> _Travail à faire_:
Disposez ces lignes en un tableau Markdown à deux colonnes, « Numéro » et « Ligne », où chaque ligne non vide occupe sa propre rangée avec son numéro d'ordre.
-------- Données de l'exercice
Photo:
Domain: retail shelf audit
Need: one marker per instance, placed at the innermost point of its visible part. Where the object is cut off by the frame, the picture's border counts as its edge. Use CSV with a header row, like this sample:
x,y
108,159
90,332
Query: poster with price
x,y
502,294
----------------
> _Corrigé_:
| Numéro | Ligne |
|---|---|
| 1 | Photo: |
| 2 | Domain: retail shelf audit |
| 3 | Need: one marker per instance, placed at the innermost point of its visible part. Where the object is cut off by the frame, the picture's border counts as its edge. Use CSV with a header row, like this sample: |
| 4 | x,y |
| 5 | 108,159 |
| 6 | 90,332 |
| 7 | Query: poster with price |
| 8 | x,y |
| 9 | 502,294 |